Dataset entries ->
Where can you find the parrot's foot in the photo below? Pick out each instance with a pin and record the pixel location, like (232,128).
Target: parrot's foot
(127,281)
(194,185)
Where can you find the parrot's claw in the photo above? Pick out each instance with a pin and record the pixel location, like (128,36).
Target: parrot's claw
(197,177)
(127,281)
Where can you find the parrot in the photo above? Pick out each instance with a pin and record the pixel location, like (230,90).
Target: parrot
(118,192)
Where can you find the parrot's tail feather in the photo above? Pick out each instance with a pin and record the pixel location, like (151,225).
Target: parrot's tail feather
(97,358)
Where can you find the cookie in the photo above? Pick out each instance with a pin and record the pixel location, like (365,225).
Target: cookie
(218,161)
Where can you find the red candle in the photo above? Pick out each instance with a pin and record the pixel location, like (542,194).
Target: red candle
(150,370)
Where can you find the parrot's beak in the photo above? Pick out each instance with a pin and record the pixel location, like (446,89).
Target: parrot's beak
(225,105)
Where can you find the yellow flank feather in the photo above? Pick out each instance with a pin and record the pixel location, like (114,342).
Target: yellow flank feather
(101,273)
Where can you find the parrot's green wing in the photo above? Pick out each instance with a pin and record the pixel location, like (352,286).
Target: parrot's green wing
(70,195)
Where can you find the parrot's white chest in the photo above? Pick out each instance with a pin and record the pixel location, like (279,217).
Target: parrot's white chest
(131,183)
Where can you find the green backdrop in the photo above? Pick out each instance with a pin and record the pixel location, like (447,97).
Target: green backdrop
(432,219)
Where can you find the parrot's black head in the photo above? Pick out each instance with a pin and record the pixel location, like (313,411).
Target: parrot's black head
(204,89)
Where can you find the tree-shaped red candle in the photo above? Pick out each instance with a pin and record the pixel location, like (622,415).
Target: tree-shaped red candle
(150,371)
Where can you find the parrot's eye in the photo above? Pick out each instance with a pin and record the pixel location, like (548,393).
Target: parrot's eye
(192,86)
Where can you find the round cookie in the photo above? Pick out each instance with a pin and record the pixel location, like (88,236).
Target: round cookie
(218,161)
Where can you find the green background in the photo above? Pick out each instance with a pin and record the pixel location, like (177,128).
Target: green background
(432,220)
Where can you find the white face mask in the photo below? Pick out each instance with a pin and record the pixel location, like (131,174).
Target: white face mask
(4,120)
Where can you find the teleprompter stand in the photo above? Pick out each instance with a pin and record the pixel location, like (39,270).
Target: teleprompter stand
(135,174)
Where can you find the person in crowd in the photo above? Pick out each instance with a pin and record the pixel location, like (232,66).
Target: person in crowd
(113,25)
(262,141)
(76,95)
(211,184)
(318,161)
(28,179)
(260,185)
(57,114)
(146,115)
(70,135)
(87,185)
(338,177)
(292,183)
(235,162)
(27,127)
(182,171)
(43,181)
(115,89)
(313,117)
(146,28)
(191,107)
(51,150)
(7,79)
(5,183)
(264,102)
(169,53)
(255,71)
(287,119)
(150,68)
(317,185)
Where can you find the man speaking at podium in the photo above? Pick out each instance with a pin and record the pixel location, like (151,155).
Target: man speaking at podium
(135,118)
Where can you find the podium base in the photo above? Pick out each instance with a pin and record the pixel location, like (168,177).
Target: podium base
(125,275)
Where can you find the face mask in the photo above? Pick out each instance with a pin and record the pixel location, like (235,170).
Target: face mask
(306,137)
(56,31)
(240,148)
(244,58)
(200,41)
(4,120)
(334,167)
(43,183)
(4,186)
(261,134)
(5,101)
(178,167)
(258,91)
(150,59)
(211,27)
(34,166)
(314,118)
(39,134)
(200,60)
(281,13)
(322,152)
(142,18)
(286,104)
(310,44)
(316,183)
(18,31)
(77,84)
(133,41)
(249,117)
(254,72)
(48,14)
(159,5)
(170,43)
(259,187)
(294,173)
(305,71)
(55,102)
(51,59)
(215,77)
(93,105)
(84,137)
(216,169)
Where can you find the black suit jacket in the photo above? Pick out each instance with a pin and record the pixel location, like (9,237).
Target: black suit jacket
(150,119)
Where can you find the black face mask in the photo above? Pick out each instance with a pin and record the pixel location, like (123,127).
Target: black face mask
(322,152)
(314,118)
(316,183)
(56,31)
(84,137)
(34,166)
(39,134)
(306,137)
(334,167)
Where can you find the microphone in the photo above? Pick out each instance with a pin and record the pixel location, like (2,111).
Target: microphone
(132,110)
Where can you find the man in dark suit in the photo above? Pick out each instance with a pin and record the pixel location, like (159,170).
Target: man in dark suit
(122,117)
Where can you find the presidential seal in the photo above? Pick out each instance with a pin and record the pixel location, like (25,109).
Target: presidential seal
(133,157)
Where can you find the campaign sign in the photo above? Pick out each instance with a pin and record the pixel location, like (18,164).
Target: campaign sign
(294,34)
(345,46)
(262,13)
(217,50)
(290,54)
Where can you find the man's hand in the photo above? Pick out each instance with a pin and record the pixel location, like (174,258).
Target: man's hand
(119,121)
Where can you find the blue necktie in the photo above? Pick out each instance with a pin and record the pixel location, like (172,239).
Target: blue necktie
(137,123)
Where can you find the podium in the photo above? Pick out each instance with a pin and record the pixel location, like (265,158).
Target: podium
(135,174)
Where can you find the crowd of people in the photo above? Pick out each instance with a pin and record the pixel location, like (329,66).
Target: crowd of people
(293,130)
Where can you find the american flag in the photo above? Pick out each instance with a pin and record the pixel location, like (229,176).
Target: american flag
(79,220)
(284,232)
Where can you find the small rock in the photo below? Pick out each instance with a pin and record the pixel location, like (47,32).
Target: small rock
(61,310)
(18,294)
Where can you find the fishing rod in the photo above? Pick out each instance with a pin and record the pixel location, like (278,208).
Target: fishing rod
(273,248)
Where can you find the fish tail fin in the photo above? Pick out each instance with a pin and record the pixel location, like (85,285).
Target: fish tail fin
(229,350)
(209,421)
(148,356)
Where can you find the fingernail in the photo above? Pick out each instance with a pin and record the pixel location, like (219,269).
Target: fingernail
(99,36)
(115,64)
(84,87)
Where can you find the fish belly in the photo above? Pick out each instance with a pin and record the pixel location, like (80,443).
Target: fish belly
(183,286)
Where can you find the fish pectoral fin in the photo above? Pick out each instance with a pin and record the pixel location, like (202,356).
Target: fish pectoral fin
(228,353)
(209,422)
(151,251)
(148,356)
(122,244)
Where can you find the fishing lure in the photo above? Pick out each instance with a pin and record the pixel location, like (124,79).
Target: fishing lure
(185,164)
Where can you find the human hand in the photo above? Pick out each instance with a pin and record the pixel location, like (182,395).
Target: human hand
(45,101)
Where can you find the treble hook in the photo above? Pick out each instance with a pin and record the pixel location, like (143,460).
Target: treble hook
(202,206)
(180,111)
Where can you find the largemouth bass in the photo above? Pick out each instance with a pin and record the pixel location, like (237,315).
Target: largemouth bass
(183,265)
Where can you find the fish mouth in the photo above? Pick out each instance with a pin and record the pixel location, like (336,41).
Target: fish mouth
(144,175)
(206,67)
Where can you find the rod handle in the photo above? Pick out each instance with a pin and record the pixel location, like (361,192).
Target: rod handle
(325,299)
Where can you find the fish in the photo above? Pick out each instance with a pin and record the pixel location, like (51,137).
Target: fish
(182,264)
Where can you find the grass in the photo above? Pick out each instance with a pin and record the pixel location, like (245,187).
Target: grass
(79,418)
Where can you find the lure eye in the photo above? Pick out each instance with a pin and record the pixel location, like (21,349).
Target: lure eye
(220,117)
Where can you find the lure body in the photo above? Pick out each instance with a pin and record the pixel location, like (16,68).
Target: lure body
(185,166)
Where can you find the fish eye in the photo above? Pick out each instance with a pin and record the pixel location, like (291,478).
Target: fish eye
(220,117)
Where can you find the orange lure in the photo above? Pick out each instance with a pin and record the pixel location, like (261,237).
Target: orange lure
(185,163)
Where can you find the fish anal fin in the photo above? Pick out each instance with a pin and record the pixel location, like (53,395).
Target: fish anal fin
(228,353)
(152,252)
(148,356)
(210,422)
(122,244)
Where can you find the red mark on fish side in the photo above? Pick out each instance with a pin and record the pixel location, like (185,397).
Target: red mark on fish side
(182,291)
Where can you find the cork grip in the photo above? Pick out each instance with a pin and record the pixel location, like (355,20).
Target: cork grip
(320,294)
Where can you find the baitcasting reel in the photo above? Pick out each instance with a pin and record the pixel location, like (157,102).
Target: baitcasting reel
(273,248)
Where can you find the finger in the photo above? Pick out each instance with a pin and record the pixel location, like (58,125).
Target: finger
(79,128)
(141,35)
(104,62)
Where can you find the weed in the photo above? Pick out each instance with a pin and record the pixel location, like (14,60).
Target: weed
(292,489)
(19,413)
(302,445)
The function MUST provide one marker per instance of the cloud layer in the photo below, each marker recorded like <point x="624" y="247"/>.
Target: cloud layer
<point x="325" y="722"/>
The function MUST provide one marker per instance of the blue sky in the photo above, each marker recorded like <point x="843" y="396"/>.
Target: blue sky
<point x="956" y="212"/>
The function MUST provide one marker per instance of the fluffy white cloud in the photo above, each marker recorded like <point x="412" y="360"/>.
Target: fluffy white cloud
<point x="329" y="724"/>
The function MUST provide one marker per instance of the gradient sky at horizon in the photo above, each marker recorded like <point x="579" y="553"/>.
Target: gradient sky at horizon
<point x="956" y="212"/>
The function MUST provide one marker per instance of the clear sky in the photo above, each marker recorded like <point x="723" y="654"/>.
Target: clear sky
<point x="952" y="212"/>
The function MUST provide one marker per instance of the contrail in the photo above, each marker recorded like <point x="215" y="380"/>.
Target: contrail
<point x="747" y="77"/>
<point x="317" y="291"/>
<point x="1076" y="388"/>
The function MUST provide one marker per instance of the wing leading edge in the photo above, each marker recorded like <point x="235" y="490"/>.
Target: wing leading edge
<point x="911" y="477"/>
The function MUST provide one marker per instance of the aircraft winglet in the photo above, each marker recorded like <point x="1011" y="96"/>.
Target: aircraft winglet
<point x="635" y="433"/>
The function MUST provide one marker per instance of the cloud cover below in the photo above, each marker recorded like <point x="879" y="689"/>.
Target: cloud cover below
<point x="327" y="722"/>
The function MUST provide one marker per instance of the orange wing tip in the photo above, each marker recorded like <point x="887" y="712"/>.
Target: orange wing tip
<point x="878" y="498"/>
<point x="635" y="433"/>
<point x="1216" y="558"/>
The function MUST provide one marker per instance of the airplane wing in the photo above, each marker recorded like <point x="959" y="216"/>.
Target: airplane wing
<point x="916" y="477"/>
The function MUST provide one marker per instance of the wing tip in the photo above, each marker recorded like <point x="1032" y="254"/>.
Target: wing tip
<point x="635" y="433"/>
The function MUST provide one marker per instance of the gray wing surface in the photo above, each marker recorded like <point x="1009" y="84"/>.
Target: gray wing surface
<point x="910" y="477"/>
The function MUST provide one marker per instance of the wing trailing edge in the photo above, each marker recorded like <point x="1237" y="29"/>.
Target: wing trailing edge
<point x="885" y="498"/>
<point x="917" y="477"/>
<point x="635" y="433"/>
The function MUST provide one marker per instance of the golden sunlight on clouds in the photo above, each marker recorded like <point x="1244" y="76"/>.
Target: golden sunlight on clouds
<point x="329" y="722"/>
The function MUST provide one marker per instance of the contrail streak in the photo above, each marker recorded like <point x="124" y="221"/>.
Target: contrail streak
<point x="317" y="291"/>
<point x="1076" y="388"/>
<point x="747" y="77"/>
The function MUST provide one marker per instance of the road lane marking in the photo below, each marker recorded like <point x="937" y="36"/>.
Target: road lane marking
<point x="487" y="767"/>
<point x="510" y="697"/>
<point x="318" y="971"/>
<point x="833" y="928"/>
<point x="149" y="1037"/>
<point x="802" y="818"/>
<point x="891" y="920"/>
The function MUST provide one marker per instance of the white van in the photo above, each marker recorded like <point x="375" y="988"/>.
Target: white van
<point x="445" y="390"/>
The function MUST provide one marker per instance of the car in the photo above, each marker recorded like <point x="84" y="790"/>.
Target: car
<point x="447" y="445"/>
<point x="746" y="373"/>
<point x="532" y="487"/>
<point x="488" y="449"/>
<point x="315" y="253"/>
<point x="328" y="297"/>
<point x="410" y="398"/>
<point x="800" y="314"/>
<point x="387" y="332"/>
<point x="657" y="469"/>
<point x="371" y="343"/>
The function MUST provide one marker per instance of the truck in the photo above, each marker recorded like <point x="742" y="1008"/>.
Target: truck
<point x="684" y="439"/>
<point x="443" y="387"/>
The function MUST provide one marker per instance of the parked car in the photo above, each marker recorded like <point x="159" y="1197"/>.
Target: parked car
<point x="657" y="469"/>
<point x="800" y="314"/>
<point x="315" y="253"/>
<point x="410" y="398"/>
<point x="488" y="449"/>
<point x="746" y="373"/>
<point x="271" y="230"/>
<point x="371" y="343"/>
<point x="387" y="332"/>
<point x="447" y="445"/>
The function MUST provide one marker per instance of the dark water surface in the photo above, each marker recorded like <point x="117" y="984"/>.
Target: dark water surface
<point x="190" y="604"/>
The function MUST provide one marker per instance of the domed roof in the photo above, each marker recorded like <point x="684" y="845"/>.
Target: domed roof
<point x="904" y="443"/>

Requirement ->
What is needed is an exact copy of the lines above, from the one containing "Target: person in crowd" through the one containing "Where can you find the man in", with nothing added.

Your solution ->
Target: person in crowd
(113,25)
(262,141)
(76,95)
(211,184)
(318,161)
(28,179)
(260,185)
(57,114)
(146,115)
(70,135)
(87,185)
(338,177)
(292,183)
(235,162)
(27,127)
(182,171)
(43,181)
(115,89)
(313,117)
(146,28)
(191,107)
(51,150)
(7,79)
(5,183)
(264,102)
(169,53)
(255,71)
(287,119)
(150,68)
(317,185)
Where can you find the man speaking at podium in the photo above? Pick out each instance with a pin and record the pixel location, like (151,155).
Target: man speaking at podium
(135,118)
Where can you find the podium base in the photo above? Pick out each instance with a pin and record the pixel location, like (168,177).
Target: podium base
(125,275)
Where can you find the face mask in the photo above? Pick out each instance with a pin and record the pixel location, like (235,170).
Target: face mask
(306,137)
(56,31)
(240,148)
(244,58)
(200,41)
(4,120)
(334,167)
(43,183)
(4,186)
(261,134)
(5,101)
(178,167)
(258,91)
(150,59)
(211,27)
(34,166)
(314,118)
(39,134)
(200,60)
(281,13)
(322,152)
(142,18)
(286,104)
(310,44)
(316,183)
(18,31)
(77,84)
(133,41)
(249,117)
(254,72)
(48,14)
(159,5)
(170,43)
(259,187)
(294,173)
(305,71)
(55,102)
(51,59)
(215,77)
(93,105)
(84,137)
(216,169)
Where can you find the black suit jacket in the photo above? Pick out each instance with a pin and record the pixel location, like (9,237).
Target: black suit jacket
(150,119)
Where can you find the black face mask in the photo above? Pick out each instance with a pin and record the pixel location, like (123,127).
Target: black face mask
(322,152)
(314,118)
(316,183)
(56,31)
(84,137)
(34,166)
(39,134)
(306,137)
(334,167)
Where can you find the microphone in the photo above? Pick out each instance with a pin and record the pixel location, like (2,111).
Target: microphone
(132,110)
Where can you find the man in dark suit in the photo above? Pick out each instance with a pin and record the pixel location, like (159,170).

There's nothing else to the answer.